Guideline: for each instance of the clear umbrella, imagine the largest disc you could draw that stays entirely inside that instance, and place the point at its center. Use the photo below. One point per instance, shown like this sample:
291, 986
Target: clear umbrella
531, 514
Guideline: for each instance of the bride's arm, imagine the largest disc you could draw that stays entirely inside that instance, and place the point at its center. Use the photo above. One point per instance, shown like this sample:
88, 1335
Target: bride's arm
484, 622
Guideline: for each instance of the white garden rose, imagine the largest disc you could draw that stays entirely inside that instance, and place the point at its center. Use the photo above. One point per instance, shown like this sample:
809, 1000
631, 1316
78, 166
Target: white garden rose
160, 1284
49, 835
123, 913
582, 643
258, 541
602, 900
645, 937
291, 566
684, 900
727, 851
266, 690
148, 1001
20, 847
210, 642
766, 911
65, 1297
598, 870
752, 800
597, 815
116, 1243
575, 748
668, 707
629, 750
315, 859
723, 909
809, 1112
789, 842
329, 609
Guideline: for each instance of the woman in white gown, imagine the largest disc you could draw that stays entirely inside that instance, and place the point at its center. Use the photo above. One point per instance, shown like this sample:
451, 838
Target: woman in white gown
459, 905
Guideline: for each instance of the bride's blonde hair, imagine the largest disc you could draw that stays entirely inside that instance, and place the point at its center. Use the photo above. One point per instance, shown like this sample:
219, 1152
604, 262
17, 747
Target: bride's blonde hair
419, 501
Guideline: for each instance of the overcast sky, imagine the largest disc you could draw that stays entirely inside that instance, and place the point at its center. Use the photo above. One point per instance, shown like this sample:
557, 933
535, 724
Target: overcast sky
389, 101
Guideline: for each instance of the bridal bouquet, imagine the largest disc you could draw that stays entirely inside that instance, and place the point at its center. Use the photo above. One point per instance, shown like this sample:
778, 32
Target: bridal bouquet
- - - - -
WHAT YOU HAVE TO DO: Restate the listing above word for word.

FINAL ANSWER:
Guideline: for each instance of the clear umbrella, imagine the largest disc you could draw that stays entirely inside that instance, and place the point at its center. Use the photo below. One point per instance, shown like this sample:
291, 986
Target: clear umbrella
531, 514
Guideline: for each instance of the bride's arm, imagine the largest disc you could draw that stays entirely inside that instance, and place the point at its center. Use the photo above. One point per instance, shown like this sample:
88, 1335
Target: bride's arm
484, 622
Guideline: for each instance of the white garden rose, imagine the largest disc you could draw that stays entirely inside that instance, and place the point at its center. Use the photo above. One point per instance, shown like this sample:
809, 1000
631, 1316
78, 166
Target: white garden rose
160, 1284
49, 835
123, 913
582, 643
258, 541
602, 900
645, 937
291, 566
684, 900
727, 851
266, 690
148, 1001
20, 847
210, 642
766, 911
65, 1297
598, 870
752, 800
597, 815
116, 1243
575, 748
668, 707
629, 750
315, 859
723, 909
809, 1112
789, 842
329, 609
Guideline: for each instance of the woman in white gown, imagine the largest disc you could draw that stays entirely inside that instance, and place the point at its center. Use the photo above. One point per instance, shown like this sample:
451, 838
Target: woman in white gown
459, 905
Guideline: for each instance of the bride's blonde hair, imagine the largest disc you could draw that stays entirely inside that instance, and place the point at its center. Use the photo above. One point per instance, shown like this sample:
219, 1152
604, 262
17, 747
Target: bride's blonde hair
419, 501
Guideline: for each instance of the overcast sky, imagine the largest disc you could draw that stays entirely inside that instance, and place the point at its center. Use the photo above. One point per instance, shown like this sample:
557, 933
535, 724
Target: overcast sky
389, 101
Guideline: for each instance of the bridal bouquet, imagine the largest disc you could draw that stays entirely inside that instance, and place the point at its center. Use the photo above. One point per instance, shown like this sample:
778, 32
Target: bridal bouquet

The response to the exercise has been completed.